» LIST OF TASKS
(A) From the article on the Bible and PTSD, list every form of trauma named in the paragraph that begins "Trauma can take many forms."
(B) Write the next part of the article on the Bible and PTSD, continuing after its last sentence.

» PASSAGE PROVIDED
((

The Bible and PTSD

“I didn’t think it could happen to me—I thought I’d be someone who’d always be able to cope—but I can’t. I can’t sleep, I can’t focus, I can’t clear my head of the images from the past. That day broke me, and I don’t know where to go from here.”

I was sitting in my living room, listening to a friend. She had been so happy, so dynamic, but then her world was turned upside down. A single traumatic day crashed into her life, and none of us had been prepared for what would happen next. Her sense of desperation weighed heavily on my heart. I hugged her, we prayed, and we resolved to open God’s word. But where would we go? What does the Bible say about her struggles with Post Traumatic Stress Disorder (PTSD)?

Trauma and the Experience of PTSD

Trauma can take many forms. For some it is the horrors of war or terrorism at home while for others it is being involved in serious accidents or assaults. It can be childhood or domestic abuse or even a particularly scary time in childbirth. But whatever the specific details of the trauma, one thing is for sure, it shouts loudly, “This world is not a safe place to be,” and that message deeply impacts the human heart. Some people overcome trauma in a matter of weeks but, for many, the legacy lingers. And for those who develop the signs of PTSD, life becomes unspeakably hard.

Flashbacks during the day and nightmares while sleeping are some of the hardest PTSD symptoms to bear. Far more than just “remembering” the hard things, they are moments where sufferers can feel transported back in time—the sights, the smells, the fear comes rushing back in a flood. But PTSD doesn’t stop there. Those who know its pain frequently speak of feeling constantly on edge, hyper-alert to any dangers around, difficulty concentrating and regularly feeling anger or despair. It’s a life-altering condition—one from which people are often desperate for relief.

))

» LISTED RECORDS
((

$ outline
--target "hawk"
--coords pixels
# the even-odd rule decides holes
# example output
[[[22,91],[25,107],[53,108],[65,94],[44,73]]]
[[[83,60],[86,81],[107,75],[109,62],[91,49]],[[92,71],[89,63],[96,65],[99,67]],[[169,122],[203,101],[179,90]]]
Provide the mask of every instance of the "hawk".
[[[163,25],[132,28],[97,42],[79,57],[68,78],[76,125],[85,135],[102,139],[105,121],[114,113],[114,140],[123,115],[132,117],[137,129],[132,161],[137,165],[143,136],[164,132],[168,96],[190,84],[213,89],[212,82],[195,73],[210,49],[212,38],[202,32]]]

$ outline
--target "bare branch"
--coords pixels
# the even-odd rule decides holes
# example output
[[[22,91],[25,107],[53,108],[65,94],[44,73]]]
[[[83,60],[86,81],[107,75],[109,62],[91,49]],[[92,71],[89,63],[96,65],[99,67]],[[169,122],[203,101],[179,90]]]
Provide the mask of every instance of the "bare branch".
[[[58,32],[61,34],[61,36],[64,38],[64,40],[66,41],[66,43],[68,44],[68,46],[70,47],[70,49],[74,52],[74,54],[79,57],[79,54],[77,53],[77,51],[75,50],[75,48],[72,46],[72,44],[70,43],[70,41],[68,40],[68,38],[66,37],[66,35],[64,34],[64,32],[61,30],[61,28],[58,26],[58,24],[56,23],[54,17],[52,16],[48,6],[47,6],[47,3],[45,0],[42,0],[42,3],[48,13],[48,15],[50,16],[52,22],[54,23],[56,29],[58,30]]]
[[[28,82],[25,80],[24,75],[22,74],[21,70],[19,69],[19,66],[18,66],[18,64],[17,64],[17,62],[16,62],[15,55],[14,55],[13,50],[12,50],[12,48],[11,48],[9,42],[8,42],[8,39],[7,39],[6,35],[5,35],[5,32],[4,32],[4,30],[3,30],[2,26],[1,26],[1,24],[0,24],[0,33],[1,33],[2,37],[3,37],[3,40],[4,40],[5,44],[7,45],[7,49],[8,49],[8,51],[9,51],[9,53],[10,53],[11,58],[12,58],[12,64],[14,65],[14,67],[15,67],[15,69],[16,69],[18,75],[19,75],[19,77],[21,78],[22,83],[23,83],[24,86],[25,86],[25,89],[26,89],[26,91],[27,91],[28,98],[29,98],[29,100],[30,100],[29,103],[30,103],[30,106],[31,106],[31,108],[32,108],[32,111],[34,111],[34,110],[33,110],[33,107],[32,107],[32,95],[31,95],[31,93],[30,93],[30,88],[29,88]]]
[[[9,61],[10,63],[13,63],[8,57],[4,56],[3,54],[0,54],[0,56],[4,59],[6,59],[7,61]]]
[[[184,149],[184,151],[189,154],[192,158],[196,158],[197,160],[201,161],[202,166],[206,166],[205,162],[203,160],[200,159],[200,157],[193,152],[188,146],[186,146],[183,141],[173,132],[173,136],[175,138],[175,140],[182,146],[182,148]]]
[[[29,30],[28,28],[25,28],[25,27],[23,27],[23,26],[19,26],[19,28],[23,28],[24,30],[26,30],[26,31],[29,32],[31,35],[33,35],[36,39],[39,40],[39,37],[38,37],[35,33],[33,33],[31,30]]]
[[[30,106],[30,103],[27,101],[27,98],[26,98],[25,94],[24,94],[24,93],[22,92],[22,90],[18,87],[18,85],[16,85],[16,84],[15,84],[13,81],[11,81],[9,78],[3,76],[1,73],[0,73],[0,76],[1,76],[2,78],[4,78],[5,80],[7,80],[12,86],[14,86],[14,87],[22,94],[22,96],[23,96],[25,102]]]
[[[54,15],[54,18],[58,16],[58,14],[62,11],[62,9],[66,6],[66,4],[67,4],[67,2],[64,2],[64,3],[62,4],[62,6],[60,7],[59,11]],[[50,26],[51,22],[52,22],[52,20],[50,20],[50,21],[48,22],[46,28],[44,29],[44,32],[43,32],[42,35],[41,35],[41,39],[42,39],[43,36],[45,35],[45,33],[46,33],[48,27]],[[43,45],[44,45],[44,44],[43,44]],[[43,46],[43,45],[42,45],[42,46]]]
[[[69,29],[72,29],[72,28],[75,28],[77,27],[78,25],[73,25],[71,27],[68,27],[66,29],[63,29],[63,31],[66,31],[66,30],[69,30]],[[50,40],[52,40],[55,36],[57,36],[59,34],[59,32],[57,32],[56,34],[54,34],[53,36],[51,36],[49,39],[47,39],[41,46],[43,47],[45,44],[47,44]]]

))
((

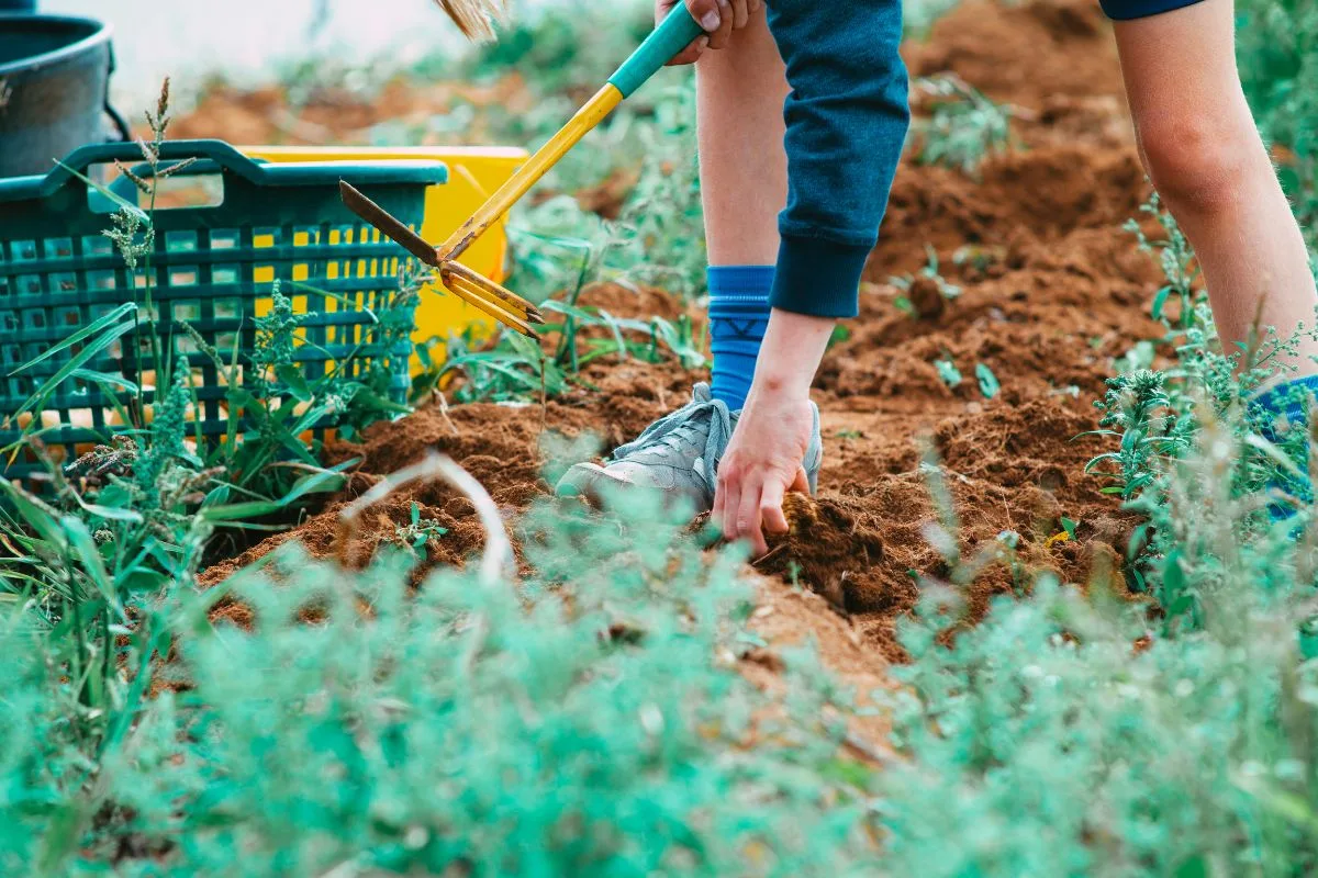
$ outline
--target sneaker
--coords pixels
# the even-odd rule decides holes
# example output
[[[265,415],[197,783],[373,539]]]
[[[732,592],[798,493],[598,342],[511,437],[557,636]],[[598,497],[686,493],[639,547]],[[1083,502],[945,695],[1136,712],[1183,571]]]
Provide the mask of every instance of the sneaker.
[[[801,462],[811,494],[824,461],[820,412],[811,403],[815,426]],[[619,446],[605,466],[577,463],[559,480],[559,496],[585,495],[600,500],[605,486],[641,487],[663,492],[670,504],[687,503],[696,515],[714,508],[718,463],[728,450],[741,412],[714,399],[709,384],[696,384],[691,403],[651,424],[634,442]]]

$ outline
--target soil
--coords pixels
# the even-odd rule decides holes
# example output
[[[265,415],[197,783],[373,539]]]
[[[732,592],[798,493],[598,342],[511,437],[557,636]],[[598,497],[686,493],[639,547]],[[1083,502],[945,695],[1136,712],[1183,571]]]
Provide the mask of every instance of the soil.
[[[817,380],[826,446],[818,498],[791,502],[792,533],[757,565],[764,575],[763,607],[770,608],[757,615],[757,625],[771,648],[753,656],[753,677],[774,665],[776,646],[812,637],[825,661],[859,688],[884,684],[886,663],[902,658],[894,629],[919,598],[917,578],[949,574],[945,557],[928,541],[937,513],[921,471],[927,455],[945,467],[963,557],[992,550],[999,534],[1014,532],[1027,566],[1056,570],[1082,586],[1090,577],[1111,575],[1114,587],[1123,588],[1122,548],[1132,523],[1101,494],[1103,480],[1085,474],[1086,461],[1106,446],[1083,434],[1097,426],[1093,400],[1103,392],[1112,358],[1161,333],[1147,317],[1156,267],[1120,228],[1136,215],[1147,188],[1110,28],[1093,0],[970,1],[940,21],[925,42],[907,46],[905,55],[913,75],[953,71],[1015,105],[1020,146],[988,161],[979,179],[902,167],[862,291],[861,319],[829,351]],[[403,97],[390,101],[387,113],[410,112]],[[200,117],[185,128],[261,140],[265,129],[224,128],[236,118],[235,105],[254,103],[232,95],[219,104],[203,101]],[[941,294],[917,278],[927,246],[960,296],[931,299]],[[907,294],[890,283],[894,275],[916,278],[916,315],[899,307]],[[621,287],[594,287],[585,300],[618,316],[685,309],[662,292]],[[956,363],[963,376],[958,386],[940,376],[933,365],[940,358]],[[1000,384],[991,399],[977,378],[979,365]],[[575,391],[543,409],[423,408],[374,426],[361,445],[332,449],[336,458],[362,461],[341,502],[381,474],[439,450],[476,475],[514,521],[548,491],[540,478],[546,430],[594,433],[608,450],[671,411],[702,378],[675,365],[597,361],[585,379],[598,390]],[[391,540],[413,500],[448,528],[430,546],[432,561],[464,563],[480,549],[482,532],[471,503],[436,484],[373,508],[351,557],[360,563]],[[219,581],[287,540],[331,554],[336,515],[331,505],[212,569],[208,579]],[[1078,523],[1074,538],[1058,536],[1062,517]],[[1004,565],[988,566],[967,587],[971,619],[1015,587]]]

))

» ANSWERS FOR THE TASKS
(A)
- the horrors of war
- terrorism at home
- serious accidents
- assaults
- childhood abuse
- domestic abuse
- a particularly scary time in childbirth

(B)
As such, it’s easy for those struggling with PTSD to turn to things that offer a short moment of respite from the pain. Alcohol, drugs, pornography, and self-harm all act as fake-helpers that promise relief but only make things worse in the end. Rituals can be another tempting place to run: “If I just sit in the right seat on the train…” or “If I just check the door is locked one more time…” A false sense of security can be built up that momentarily offers the safety that feels so lacking in the wider world. For others still, it is the lure of isolation that promises much, after all, if people are avoided, future pain can be minimized, right? But none of these strategies offer any real hope—they’re false friends who eventually show themselves to be hinderers rather than helps. So where is true hope to be found?

Scripture and hope for those struggling with PTSD

There is goodness in the common grace that is found in therapy and prescription drugs. Neither are to be engaged in uncritically (not every therapy or medication is of equal value to an individual in pain), but they are a gift to be embraced with the help of wise doctors and friends. But there’s an even more glorious place to turn: We have a Savior who understands trauma more deeply than anyone else and who welcomes us to come to him for the strength we need day by day. We meet him clearly in the pages of scripture and there he offers some beautiful words. Below are a few of the Psalms that my friend and I explored as we walked together through her PTSD.

The God who says, “You are not alone.”

Psalm 139 reminds us that the God who is familiar with all our ways is intimately acquainted with our pain. None of the trauma, not a single facet of its legacy, is hidden from his sight. And his knowledge is no mere noting of the facts from afar, he is with us. He loves us and knows this fallen world is not as it should be.

The God who says, “It’s right to lament.”

In our pain, it is good to call out to the Lord. There’s no mandate to cope—no assumption of stoic “pressing on”—when life hurts, as it often does. God loves us to express our emotions to him. As the Psalmist in Psalm 3 reminds, we can call on him, complain to him, convey our requests to him and commit ourselves to trusting him—such categories tend to be the components of any lament. And we can keep doing that for as long as we need. He does not get bored of hearing the same lament sung time and again.

The God who says, “You can hide in me.”

A rock and refuge is a safe place to be. It’s not something that takes away the storms of life, but it is something or someone who can shelter us when those storms are at their worst. Psalm 71 reminds us that God is a person of safety to whom we can run on the darkest of days. We will always find a warm welcome as we bring our prayers, cries, groans to him. There’s no promise of instant “cure” but there is a promise that he will surround us as the trauma rages on.

The God who says, “I will lead you through this.”

The words of Psalm 23 are precious balm to the soul. Life may feel overwhelming and we may not know where to turn, but we have a Shepherd leading us step by step. He knows the paths. And he is equipped to lead. With a rod in one hand to bat away the dangers and a staff in the other to bring us back when we have wandered off, he is the one who never falters or fails.

The God who says, “There is strength in my word.”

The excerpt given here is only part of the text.